[Extracted entries — start]

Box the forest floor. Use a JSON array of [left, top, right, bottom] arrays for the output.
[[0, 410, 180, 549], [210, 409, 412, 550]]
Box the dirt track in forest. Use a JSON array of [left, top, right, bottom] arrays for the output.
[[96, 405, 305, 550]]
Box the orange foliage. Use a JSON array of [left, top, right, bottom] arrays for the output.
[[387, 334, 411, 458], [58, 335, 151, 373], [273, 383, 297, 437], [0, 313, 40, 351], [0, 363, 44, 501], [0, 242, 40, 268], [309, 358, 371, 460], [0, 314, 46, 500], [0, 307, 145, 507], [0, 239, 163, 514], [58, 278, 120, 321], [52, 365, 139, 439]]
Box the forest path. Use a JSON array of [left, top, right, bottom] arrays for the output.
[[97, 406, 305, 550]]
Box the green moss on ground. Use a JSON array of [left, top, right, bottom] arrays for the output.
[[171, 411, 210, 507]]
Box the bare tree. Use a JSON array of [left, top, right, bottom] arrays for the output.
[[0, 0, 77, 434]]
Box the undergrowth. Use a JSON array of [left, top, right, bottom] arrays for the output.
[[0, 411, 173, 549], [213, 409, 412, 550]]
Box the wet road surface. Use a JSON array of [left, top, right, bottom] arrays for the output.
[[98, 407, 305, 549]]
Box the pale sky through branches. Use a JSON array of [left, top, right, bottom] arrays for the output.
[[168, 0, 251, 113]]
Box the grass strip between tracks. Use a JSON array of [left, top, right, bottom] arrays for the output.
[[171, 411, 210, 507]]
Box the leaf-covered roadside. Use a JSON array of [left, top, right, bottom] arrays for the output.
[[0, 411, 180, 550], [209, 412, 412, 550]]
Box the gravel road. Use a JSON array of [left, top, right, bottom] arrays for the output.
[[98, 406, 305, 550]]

[Extracted entries — finish]

Prompt: Every entry must be quoted exactly as it appears above.

Solution to the exercise:
Box the forest floor. Use a JSON array of [left, top, right, bottom] arrays for the output.
[[0, 410, 180, 549], [210, 409, 412, 550]]
Box the dirt track in forest. Use a JSON array of [left, top, right, bottom] arrays for the output.
[[96, 405, 305, 550]]
Box the orange foliage. Use a JSON array of [left, top, right, bottom] arrays for the output.
[[387, 334, 411, 458], [58, 335, 151, 373], [273, 383, 297, 437], [0, 313, 40, 351], [0, 363, 44, 501], [0, 242, 40, 268], [309, 358, 371, 460], [0, 314, 46, 500], [0, 307, 145, 507], [0, 239, 163, 514], [58, 278, 120, 321], [52, 365, 139, 439]]
Box the forest path. Use a JSON array of [left, top, right, bottom] arrays for the output.
[[97, 406, 305, 550]]
Box the green moss on ground. Use a JSON array of [left, top, right, bottom] arrays for the output.
[[171, 411, 210, 507]]
Box the bare tree. Use a JSON array of [left, top, right, bottom] arrays for the output.
[[0, 0, 77, 434]]
Box the undergrowth. Use a JSON array of [left, top, right, bottom] arrays for the output.
[[0, 411, 173, 549], [213, 409, 412, 550]]
Box the wet road surface. Use a JSON array of [left, top, right, bottom] arrays for the output.
[[98, 407, 305, 549]]
Box the pale sky through branches. Use a JSON array of [left, top, right, bottom] arrays for the output.
[[168, 0, 251, 113]]
Box the grass strip between tracks. Use a JSON array of [left, top, right, bottom] arrays for the output.
[[171, 411, 210, 507]]
Box the leaf-covered roadside. Use a JSON array of [left, top, right, bottom] arrays for the output.
[[0, 411, 180, 550], [209, 412, 412, 550]]
Box the gravel road. Use a JSON array of [left, top, right, bottom] arrays for the output.
[[98, 406, 305, 550]]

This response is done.